:: The problem ::
Copy out word for word the data below, from the line containing "white baseboard, each" through the last line of the data, with both ends included.

:: Exercise materials ::
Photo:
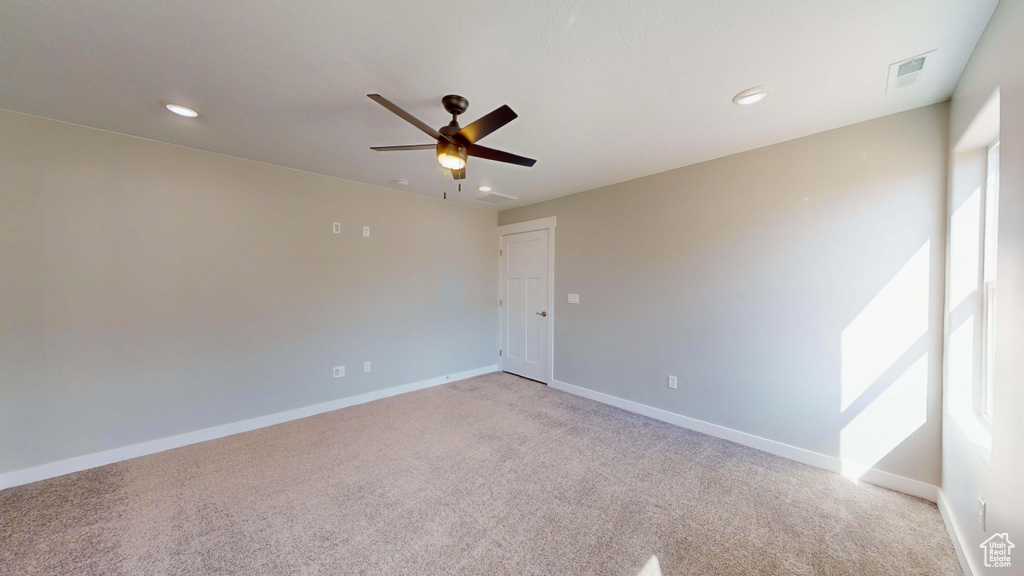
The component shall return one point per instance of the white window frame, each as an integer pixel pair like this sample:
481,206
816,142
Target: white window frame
990,211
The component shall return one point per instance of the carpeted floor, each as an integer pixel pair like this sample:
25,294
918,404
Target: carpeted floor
489,476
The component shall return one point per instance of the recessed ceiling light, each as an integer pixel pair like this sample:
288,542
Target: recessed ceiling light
751,95
181,110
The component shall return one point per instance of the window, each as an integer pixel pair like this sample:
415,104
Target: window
989,255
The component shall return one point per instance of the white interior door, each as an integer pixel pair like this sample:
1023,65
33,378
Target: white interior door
525,312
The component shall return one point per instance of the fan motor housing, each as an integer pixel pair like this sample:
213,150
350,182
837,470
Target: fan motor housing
455,104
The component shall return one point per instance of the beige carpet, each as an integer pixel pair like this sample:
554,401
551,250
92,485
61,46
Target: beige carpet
491,476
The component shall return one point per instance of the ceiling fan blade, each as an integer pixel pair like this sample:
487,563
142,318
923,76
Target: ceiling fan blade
404,115
497,155
398,148
485,125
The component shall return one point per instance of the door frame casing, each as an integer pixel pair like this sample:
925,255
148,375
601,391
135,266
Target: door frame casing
519,228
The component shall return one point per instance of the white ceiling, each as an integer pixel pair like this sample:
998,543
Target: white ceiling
605,90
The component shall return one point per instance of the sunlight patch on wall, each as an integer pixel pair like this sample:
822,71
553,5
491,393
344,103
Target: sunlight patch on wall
965,244
961,372
886,329
890,419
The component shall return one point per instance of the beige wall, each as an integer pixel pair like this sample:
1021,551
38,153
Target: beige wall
971,469
150,290
796,290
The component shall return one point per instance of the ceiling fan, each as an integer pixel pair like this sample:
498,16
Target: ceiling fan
455,144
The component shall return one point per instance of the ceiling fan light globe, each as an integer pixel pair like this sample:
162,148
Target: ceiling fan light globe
452,156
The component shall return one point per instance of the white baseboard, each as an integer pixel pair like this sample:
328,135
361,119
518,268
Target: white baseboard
967,565
79,463
876,477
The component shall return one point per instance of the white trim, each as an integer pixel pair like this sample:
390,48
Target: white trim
529,225
967,564
547,223
79,463
830,463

:: Exercise output ::
The component shall return one point per instance of the white baseboard, each as an integer pixel pair like this sample:
328,135
361,119
518,268
Target: white baseboard
967,565
79,463
876,477
The component shall return one point per instance of the white trim, each as an integer pixel pair like this sample:
390,48
Target: white trim
529,225
967,564
547,223
79,463
830,463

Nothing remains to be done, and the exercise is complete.